◆ **Task directions**
Line count for "bare": give how many lines in the data below contain it, with no other words.

Start of The data

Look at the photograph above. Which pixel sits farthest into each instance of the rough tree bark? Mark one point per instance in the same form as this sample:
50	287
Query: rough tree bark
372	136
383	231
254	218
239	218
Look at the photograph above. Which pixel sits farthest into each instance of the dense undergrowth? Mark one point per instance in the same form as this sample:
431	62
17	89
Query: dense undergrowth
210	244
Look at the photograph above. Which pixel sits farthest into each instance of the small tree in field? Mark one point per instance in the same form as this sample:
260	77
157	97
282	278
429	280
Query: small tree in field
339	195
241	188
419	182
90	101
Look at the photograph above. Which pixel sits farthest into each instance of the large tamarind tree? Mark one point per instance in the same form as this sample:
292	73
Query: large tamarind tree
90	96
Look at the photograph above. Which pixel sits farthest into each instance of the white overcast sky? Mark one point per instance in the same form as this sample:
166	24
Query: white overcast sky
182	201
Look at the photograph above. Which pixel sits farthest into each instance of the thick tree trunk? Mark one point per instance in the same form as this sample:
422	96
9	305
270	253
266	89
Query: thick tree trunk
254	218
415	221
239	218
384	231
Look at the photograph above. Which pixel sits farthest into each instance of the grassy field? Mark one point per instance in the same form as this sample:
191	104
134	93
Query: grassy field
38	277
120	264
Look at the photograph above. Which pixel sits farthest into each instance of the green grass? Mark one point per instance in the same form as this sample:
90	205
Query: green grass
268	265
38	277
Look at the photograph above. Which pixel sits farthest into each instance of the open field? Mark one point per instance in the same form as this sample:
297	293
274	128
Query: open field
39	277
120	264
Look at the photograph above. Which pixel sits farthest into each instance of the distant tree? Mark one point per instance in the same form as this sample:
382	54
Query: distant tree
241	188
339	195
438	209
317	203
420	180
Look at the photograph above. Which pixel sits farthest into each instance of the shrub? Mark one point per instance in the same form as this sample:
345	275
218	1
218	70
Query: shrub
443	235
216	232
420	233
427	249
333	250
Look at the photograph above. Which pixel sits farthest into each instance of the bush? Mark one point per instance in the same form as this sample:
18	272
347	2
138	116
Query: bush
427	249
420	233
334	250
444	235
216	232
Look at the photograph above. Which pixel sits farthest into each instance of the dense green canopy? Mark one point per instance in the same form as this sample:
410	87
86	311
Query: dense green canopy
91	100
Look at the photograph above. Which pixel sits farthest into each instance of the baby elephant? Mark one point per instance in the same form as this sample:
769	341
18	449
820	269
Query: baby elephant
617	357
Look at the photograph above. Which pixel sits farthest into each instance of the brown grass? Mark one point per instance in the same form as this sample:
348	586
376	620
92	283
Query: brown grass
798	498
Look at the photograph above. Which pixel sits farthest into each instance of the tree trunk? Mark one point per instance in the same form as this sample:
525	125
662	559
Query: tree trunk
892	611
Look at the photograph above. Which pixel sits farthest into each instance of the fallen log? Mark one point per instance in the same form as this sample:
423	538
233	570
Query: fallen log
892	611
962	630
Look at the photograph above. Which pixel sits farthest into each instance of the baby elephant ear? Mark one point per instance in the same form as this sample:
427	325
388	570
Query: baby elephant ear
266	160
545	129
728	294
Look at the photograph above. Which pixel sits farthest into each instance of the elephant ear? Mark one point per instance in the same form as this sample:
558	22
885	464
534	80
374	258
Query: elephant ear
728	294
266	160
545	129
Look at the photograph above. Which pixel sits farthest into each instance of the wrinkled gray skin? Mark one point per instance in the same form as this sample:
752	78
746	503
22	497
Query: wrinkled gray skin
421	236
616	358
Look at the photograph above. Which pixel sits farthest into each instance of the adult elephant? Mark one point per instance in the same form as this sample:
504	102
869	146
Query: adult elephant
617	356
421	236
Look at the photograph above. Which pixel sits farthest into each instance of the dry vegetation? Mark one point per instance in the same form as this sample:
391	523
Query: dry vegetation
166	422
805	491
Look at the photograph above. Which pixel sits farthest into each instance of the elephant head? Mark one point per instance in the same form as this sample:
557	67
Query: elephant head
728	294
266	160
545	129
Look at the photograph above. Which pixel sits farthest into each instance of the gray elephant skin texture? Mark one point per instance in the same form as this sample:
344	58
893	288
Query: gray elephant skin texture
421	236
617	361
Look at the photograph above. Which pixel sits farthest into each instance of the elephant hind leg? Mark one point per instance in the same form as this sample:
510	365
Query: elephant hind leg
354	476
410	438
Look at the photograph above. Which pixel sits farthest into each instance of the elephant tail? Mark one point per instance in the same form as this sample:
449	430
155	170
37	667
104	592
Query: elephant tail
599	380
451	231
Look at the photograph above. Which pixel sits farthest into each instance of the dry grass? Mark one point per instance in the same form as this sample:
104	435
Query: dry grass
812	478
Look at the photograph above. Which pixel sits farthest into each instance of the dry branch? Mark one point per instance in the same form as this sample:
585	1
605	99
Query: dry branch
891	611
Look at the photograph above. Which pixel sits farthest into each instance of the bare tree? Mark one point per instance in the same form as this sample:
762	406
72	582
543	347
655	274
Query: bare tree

End of The data

◆ **Written response**
2